Given instruction 1: Starting in the transcript at the words "JP, I think" and stopping after "another revenue stream?", can you write that passage out again with "pipeline" replaced by "gathering line"?

Source:
+ + + + + + +
JP, I think earlier in the year, you mentioned some ability to tie in and build a small pipeline to tie in some third-party gas. I think that was into the Brazeau plant. You reiterated that with year-end. In the same breath, you kind of flagged ample spare capacity, close to 40% of spare capacity across the kind of corporate processing plants. So do you think there's an opportunity to continue to expand to run third-party processing across other parts of the portfolio? Or how are you thinking about that from a kind of another revenue stream?

Jean-Paul Lachance

Executives
#5

Yes. Maybe I'll get Todd to elaborate further on that. But generally speaking, of course, we have a lot of space in our plants. And so -- and getting utilization up is a key to reducing overall costs or increasing income in this case, if we were to add third parties to it. So in the areas that we operate, it's -- we're pretty much the dominant operator in a lot of the places where we own facilities. So just bringing in third parties, they either have their own facilities or we're just not active in the areas that we operate. But to the extent that we have opportunities like that, and a good example was the Brazeau area where we've added some volumes there last year, and we'll continue to search for more. I think in total, Todd, if I'm not wrong, we have about $20 million or so of third-party gas going through some of our facilities. And then there's some gas that comes in naturally with partner gas as well to our facilities. But do you want to elaborate further on our plans to look at new opportunities there?

Todd Burdick

Executives
#6

Yes, sure. So our JV group has been very active really over the last couple of years working on some of these deals. So they obviously got the one into Brazeau, and they're looking to get some more in there. There's -- when you ask about getting gas into plants that have capacity, we have a pretty robust drilling program this year, development program. So that's going to likely fill up or keep full some of our gas plants in the Sundance area. We're going to build -- we've got some pipeline projects that will allow us to effectively protect our base, but move gas into the Oldman, Oldman North area, Nosehill, move gas -- free gas up in the Swanson area for new development. So things will, as the year goes on, get a little tight in some of the areas in Sundance. But obviously, the Edson plant the JV group is working to get some gas into their Brazeau, as I mentioned. So they're always mindful in talking to us as far as where we're going to have capacity on where they should be focusing their efforts. And I think they'll continue to do that as this year unfolds.
+ + + + + + +
Given instruction 2: Could you copy all the labeling records below, requests included, and shift every bounding-box coordinate in their detection answers by adding 74, leaving the pictures out?
+ + + + + + +
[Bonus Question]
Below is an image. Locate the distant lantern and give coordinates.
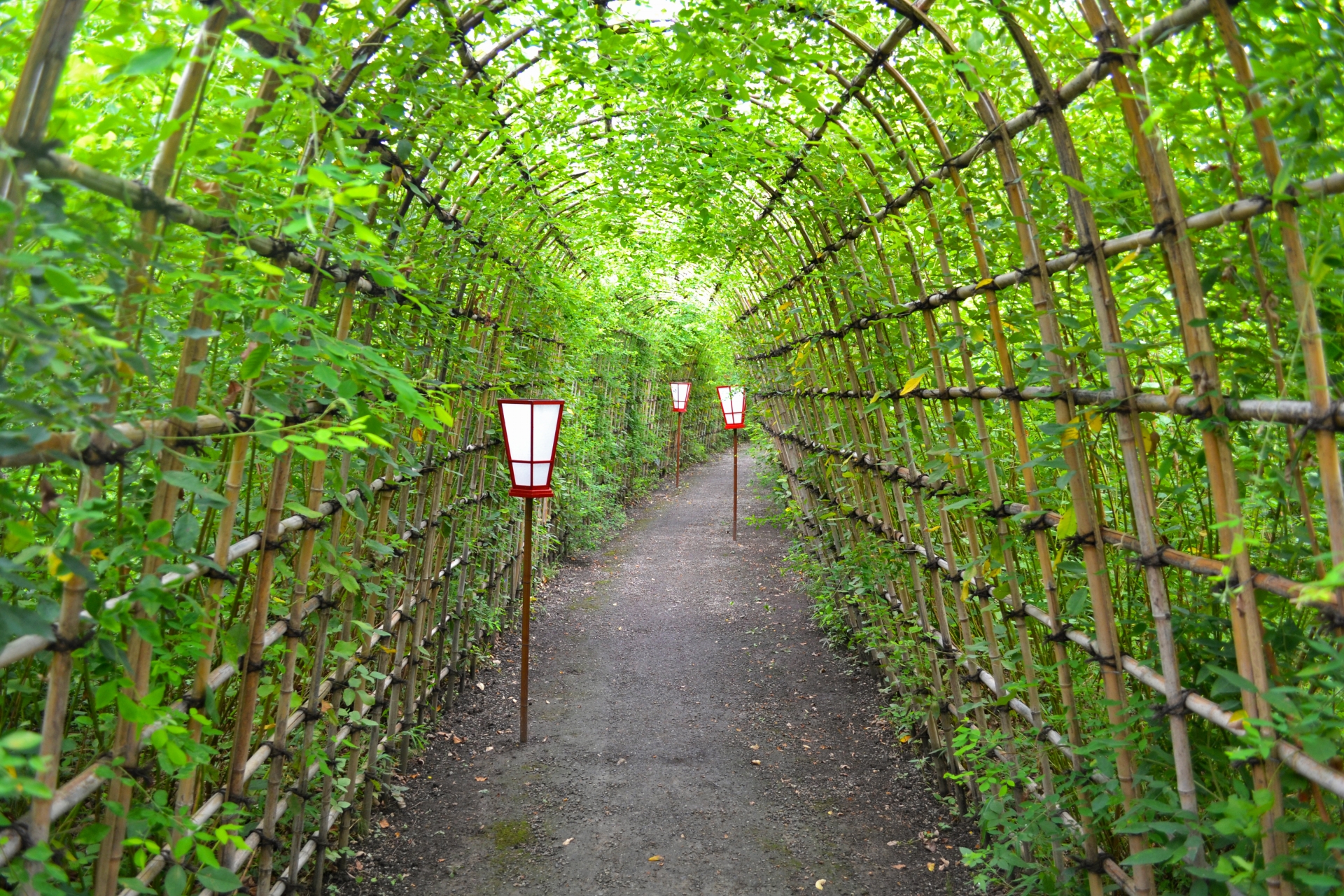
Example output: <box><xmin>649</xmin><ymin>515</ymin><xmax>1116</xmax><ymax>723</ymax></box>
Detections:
<box><xmin>672</xmin><ymin>383</ymin><xmax>691</xmax><ymax>488</ymax></box>
<box><xmin>719</xmin><ymin>386</ymin><xmax>748</xmax><ymax>541</ymax></box>
<box><xmin>672</xmin><ymin>383</ymin><xmax>691</xmax><ymax>414</ymax></box>
<box><xmin>500</xmin><ymin>399</ymin><xmax>564</xmax><ymax>743</ymax></box>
+ + + + + + +
Finished answer 1:
JP, I think earlier in the year, you mentioned some ability to tie in and build a small gathering line to tie in some third-party gas. I think that was into the Brazeau plant. You reiterated that with year-end. In the same breath, you kind of flagged ample spare capacity, close to 40% of spare capacity across the kind of corporate processing plants. So do you think there's an opportunity to continue to expand to run third-party processing across other parts of the portfolio? Or how are you thinking about that from a kind of another revenue stream?

Finished answer 2:
[Bonus Question]
Below is an image. Locate the distant lantern and give coordinates.
Example output: <box><xmin>649</xmin><ymin>515</ymin><xmax>1116</xmax><ymax>723</ymax></box>
Detections:
<box><xmin>746</xmin><ymin>457</ymin><xmax>765</xmax><ymax>562</ymax></box>
<box><xmin>793</xmin><ymin>460</ymin><xmax>822</xmax><ymax>615</ymax></box>
<box><xmin>746</xmin><ymin>457</ymin><xmax>765</xmax><ymax>488</ymax></box>
<box><xmin>574</xmin><ymin>473</ymin><xmax>638</xmax><ymax>817</ymax></box>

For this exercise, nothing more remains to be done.